Given passage
○ ○ ○ ○ ○ ○ ○

Can you put a price on human life? Apparently you can—upwards of $200,000 according to Qiqi, a businesswoman who connects Chinese IPs (intended parents) with American wombs. Directed, produced, shot, and edited by Leslie Tai, My American Surrogate offers an up-close look into commercial surrogacy. The 25-minute short film, featured earlier this year as an NYTimes Op-Doc, charms with its lighthearted approach and charismatic character, but also chills—by revealing how easily human life can be reduced to a business transaction.
With China’s strict one-child policy loosening up, and its longstanding economic shift from communism to capitalism minting an ever-expanding middle class, Qiqi, a recent immigrant, found a lucrative opportunity providing surrogacy as a service to the growing number of Chinese who are infertile or otherwise unable to carry children of their own. Business is booming, and My American Surrogate follows the businesswoman as she decides to hire an American surrogate of her own. Tai documents the process while Qiqi herself shares every step on social media—from the fertility shots, to the egg retrieval and implantation, to the child’s birth nine months later—each event a potential advertisement for her business.

○ ○ ○ ○ ○ ○ ○

Recorded data
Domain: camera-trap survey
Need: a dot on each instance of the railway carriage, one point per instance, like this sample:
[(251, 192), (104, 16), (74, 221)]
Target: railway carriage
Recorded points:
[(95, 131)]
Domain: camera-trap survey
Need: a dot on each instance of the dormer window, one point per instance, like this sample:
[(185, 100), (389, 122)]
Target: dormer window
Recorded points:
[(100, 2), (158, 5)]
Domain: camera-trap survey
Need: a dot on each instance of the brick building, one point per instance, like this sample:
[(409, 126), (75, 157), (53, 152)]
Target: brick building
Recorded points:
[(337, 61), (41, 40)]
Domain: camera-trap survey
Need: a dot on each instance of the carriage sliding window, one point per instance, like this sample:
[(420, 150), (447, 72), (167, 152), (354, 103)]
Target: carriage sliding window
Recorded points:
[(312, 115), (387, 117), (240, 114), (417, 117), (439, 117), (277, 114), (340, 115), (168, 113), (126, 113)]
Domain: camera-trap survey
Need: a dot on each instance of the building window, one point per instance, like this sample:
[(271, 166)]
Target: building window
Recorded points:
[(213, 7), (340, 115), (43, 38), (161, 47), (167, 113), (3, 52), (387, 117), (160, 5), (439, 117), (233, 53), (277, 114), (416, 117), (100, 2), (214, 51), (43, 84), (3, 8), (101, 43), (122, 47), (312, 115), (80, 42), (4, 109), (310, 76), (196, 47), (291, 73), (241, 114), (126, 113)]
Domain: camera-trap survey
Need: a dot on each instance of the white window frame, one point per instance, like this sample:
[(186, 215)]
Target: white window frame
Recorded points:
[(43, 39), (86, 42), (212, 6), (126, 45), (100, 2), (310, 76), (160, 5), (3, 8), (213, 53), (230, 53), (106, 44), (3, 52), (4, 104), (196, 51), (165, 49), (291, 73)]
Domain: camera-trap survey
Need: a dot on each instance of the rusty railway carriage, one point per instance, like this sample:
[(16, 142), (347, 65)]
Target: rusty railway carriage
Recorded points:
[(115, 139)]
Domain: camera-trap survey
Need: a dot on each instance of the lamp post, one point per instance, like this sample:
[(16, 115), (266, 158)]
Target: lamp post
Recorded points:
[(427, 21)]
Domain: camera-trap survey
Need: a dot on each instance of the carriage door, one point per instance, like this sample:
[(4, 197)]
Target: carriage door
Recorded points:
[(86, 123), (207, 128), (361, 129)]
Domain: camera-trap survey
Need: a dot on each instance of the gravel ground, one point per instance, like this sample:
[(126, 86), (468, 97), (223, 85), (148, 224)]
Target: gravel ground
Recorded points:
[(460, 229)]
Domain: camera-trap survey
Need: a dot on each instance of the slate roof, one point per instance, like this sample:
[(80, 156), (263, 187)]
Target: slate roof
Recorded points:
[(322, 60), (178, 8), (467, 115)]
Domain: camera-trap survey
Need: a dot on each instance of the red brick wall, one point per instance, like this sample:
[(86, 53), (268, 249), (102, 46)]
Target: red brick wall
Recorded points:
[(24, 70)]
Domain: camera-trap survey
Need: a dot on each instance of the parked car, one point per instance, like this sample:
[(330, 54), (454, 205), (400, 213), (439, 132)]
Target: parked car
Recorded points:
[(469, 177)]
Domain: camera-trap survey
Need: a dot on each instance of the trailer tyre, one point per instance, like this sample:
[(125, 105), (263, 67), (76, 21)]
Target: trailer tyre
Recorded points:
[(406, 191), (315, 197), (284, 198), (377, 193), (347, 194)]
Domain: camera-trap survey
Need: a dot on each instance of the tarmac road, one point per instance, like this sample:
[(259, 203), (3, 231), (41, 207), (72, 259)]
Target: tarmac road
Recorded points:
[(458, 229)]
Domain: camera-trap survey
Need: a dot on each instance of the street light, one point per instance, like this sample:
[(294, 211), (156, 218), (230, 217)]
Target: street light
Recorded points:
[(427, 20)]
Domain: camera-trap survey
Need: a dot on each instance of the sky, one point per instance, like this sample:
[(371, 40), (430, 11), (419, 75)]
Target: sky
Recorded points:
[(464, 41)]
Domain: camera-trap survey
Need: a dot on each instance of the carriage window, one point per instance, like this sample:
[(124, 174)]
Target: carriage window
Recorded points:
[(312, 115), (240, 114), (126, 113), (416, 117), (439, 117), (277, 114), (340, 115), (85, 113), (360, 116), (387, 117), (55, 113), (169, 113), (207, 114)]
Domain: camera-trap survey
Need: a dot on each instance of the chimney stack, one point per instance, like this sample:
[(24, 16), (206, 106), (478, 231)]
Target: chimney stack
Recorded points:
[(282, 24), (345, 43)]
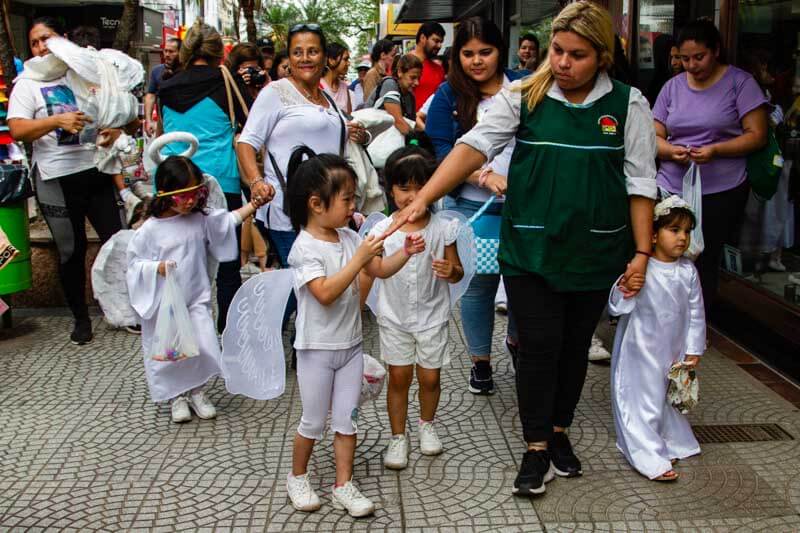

○ ○ ○ ○ ○ ○ ○

Problem set
- a) Answer these questions from the review of My American Surrogate:
(i) How long is the short film?
(ii) Who directed it?
(iii) Where does Qiqi share every step of her surrogacy?
- b) From the review, write out word for word the stretch from "Can you put" through "a business transaction.".
Nothing here depends on the listing, so it can be left aside.

Your written answers
- a)
(i) It runs 25 minutes.
(ii) Leslie Tai directed it.
(iii) She shares every step on social media.

- b)
Can you put a price on human life? Apparently you can—upwards of $200,000 according to Qiqi, a businesswoman who connects Chinese IPs (intended parents) with American wombs. Directed, produced, shot, and edited by Leslie Tai, My American Surrogate offers an up-close look into commercial surrogacy. The 25-minute short film, featured earlier this year as an NYTimes Op-Doc, charms with its lighthearted approach and charismatic character, but also chills—by revealing how easily human life can be reduced to a business transaction.